Task goal – Whenever the string "front" turns up in a line below, that line should be copied.

<<<<

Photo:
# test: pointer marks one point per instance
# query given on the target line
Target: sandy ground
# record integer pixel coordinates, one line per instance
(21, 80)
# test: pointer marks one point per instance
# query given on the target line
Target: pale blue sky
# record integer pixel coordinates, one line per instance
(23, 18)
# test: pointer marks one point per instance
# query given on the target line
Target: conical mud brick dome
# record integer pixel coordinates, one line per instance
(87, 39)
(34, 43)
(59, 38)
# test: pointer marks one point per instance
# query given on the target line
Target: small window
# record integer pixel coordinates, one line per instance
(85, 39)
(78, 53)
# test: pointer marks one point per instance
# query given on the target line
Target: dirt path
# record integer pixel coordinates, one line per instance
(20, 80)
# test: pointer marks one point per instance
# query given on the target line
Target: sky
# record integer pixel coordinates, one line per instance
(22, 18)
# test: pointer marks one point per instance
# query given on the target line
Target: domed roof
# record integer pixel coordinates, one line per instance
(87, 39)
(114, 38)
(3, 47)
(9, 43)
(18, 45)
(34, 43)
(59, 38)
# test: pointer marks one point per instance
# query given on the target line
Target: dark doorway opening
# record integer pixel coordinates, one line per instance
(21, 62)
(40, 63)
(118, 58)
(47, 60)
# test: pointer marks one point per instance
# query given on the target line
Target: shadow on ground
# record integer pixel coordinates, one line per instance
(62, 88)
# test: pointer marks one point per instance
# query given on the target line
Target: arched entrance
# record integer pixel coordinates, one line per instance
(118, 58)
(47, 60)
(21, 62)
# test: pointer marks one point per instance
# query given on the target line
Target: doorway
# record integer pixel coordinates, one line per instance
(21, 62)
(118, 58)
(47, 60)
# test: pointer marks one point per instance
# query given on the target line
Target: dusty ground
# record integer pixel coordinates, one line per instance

>>>>
<<<<

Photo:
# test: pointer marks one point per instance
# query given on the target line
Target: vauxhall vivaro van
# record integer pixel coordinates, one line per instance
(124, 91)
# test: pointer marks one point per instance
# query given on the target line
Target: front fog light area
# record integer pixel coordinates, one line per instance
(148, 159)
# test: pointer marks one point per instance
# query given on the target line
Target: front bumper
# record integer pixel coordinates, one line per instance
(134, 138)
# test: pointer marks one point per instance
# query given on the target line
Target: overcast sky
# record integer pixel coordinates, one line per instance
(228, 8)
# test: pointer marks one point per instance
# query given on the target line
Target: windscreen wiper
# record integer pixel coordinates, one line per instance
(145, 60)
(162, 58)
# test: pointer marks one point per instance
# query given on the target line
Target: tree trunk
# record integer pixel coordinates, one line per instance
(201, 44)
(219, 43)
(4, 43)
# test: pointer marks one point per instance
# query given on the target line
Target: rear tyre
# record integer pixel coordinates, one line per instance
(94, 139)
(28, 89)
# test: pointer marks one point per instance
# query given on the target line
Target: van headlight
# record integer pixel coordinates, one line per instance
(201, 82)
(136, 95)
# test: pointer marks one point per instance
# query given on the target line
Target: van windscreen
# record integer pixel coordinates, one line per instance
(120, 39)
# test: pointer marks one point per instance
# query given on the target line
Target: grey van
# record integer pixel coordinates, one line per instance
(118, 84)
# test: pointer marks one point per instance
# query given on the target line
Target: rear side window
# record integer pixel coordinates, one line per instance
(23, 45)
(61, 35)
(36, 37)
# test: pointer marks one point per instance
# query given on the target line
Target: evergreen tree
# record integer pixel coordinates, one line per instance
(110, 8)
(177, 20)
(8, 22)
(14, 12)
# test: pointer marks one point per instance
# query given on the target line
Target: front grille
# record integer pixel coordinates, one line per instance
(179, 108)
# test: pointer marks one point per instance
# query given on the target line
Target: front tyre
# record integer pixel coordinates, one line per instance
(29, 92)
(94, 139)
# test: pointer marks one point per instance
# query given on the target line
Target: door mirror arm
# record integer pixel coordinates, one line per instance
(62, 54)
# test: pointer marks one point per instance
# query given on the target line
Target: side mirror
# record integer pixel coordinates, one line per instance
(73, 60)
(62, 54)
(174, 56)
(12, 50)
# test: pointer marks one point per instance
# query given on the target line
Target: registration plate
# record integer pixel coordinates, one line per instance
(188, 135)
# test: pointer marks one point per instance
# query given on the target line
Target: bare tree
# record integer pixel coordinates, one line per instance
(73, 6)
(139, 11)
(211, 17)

>>>>
<<<<

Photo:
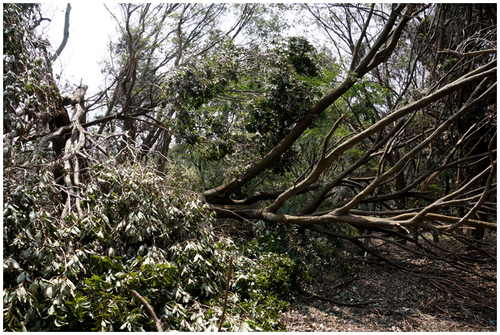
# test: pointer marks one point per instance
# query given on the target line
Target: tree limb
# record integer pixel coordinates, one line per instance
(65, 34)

>>>>

Output for this exercise –
Target: front fog light area
Target: front bumper
Target: front grille
Target: front tyre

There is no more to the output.